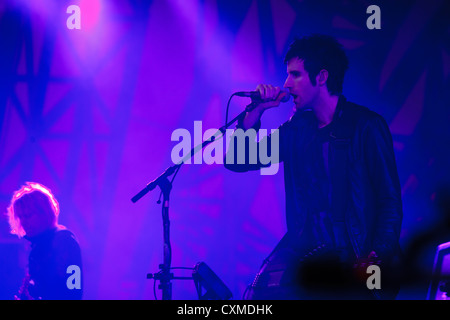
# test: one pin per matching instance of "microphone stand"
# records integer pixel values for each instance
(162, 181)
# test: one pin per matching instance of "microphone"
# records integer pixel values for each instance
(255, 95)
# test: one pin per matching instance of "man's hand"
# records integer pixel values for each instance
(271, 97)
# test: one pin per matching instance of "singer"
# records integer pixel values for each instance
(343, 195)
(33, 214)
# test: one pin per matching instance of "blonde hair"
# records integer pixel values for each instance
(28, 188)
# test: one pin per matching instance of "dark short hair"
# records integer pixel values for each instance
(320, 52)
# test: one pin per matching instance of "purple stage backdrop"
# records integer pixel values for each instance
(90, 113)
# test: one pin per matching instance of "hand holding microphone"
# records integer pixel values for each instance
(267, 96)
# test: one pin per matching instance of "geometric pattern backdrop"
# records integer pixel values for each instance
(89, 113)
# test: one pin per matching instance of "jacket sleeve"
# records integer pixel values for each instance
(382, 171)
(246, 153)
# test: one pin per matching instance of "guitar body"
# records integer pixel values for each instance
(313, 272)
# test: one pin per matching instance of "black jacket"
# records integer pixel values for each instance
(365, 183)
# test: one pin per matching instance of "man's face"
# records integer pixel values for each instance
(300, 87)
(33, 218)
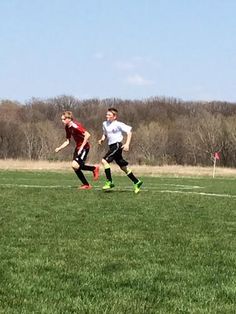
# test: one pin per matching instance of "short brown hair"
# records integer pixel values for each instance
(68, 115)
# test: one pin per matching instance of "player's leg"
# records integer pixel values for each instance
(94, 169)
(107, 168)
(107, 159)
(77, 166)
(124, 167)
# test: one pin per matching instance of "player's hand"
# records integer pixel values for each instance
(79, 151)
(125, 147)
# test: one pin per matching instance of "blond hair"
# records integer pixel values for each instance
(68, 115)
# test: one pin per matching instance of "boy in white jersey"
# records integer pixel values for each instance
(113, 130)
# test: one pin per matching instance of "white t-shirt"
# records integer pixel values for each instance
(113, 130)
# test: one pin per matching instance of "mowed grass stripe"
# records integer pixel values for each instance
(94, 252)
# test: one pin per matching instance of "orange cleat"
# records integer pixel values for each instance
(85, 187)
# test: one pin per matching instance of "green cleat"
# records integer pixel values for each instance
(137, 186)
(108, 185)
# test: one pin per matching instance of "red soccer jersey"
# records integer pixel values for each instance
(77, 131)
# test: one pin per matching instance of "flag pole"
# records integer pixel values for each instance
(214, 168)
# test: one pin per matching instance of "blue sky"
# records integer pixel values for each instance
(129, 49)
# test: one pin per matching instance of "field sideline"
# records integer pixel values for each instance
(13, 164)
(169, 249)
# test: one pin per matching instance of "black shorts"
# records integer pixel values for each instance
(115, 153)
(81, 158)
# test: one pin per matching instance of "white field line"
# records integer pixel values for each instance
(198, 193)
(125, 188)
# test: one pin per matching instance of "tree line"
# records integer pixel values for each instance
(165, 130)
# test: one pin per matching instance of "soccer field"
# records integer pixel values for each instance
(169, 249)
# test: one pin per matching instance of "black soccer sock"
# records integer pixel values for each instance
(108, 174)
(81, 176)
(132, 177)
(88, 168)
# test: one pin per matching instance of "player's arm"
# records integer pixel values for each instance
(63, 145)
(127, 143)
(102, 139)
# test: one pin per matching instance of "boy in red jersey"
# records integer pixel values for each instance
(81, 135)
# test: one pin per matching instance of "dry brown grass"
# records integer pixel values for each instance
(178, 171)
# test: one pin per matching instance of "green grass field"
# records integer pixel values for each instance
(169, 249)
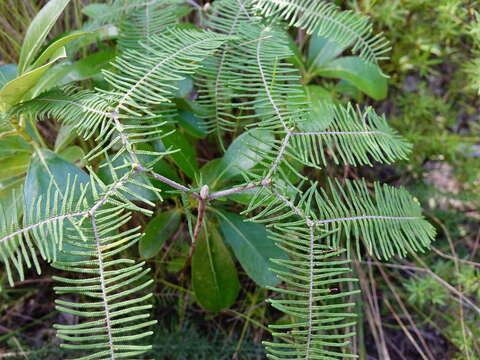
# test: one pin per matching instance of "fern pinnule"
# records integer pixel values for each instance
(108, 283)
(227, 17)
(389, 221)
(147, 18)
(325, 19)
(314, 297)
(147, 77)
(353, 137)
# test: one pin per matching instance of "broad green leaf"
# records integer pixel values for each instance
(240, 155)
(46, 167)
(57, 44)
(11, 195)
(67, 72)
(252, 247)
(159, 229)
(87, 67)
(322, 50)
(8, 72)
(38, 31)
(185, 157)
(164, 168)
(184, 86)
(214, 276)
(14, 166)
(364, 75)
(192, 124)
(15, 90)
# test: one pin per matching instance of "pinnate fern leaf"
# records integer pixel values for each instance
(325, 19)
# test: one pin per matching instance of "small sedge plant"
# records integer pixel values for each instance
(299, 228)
+++
§ **GIVEN EXERCISE**: Write out the listing above exactly as it stands, pictures excluded.

§ **OUTPUT OF THE EXERCISE**:
# test: one pin per matching instance of "microphone stand"
# records integer pixel values for each instance
(162, 181)
# test: one pin per matching instance of "microphone"
# records integer pixel values for each instance
(255, 95)
# test: one pin per matching instance of "man's hand"
# records integer pixel values for each instance
(271, 97)
# test: one pin per matching instance of "singer"
# records integer pixel values for each instance
(343, 195)
(33, 214)
# test: one pin per matching instance of "blonde hair"
# records integer pixel values for each instance
(28, 188)
# test: one pin per matching instance of "dark short hair"
# records integer pixel values for each instance
(320, 52)
# test: one pin per matching instance of "purple stage backdrop"
# records integer pixel values for each instance
(90, 113)
# test: one pin per matching instance of "hand holding microphone"
# records integer pixel values for each instance
(267, 96)
# test: one pin per matching instance of "geometric pattern backdrop"
# records integer pixel values for each instance
(89, 113)
# test: one pin per matching instance of "jacket sleeve"
# records integer pixel values for each instance
(382, 171)
(246, 153)
# test: one pin per matching instance of "guitar body"
# records integer pixel values for each instance
(313, 272)
# test: one pin per matching instance of "black jacket"
# records integer pixel values for each instance
(365, 183)
# test: one pin per matching instance of "man's face"
# records integer pixel values for each instance
(300, 87)
(33, 218)
# test: one pin per matching instance of "short brown hair"
# records integer pixel values for each instance
(68, 115)
# test: one pin per matching instance of "player's leg"
# records integer pixel values for each instance
(94, 169)
(107, 168)
(107, 159)
(77, 166)
(124, 167)
# test: one pin per matching instance of "player's hand"
# records integer pixel values for each instance
(79, 151)
(125, 147)
# test: one pin per matching instance of "blond hair"
# records integer pixel values for each instance
(68, 115)
# test: one pin per matching instance of "boy in white jersey"
# records integer pixel values for each instance
(113, 130)
# test: one pin per matching instance of "white t-shirt"
# records integer pixel values for each instance
(113, 130)
# test: one pin per matching instance of "mowed grass stripe"
# records integer pixel values for each instance
(94, 252)
# test: one pin per matching instance of "orange cleat"
# records integer pixel values for each instance
(85, 187)
# test: one pin per matching instance of "green cleat"
# records integer pixel values for each instance
(137, 186)
(108, 185)
# test: one pin per matching instance of "red soccer jersey"
# records integer pixel values for each instance
(77, 131)
# test: one pin per matching instance of "flag pole"
# records integer pixel values for each instance
(214, 168)
# test: one pin per matching instance of "blue sky"
# records integer pixel values for each instance
(129, 49)
# test: one pin per matching instance of "field sideline"
# records integer pixel values for each instance
(13, 164)
(169, 249)
# test: one pin per matching instance of "black shorts"
# records integer pixel values for each instance
(115, 153)
(81, 158)
# test: one pin per matching instance of "white field line"
# records integer pixel values for each instance
(198, 193)
(125, 188)
# test: one pin per matching instance of "tree line"
# records integer pixel values for each instance
(165, 130)
# test: one pin per matching instance of "soccer field"
# records integer pixel values for each instance
(169, 249)
# test: one pin per matching instance of "black soccer sock"
# records integer pixel values for each instance
(108, 174)
(81, 176)
(132, 177)
(88, 168)
# test: one pin per matching instance of "player's arm"
# records integer pixel values for each instance
(63, 145)
(127, 143)
(102, 139)
# test: one pin per matching instance of "boy in red jersey"
# records integer pixel values for each instance
(81, 135)
# test: one pin per matching instance of "dry brown grass"
# records integer pixel values for each instance
(178, 171)
# test: one pin per matching instance of "green grass field"
# records integer pixel values for each instance
(169, 249)
# test: one pin per matching instance of "fern pinnule"
# records integer pixel values for each instance
(108, 283)
(227, 17)
(389, 221)
(147, 18)
(325, 19)
(314, 297)
(147, 77)
(353, 137)
# test: one pin per matching instance of "broad green leaf"
# records integer pixel values for each instance
(240, 155)
(46, 167)
(57, 44)
(11, 195)
(67, 72)
(252, 247)
(159, 229)
(87, 67)
(322, 50)
(8, 72)
(38, 31)
(185, 157)
(164, 168)
(184, 86)
(214, 276)
(14, 166)
(364, 75)
(192, 124)
(15, 90)
# test: one pin per matching instance of "pinnate fern leaf"
# records integer pixel values for each instance
(325, 19)
# test: one pin per matching instance of "small sedge plant"
# records integer pixel values for each instance
(299, 228)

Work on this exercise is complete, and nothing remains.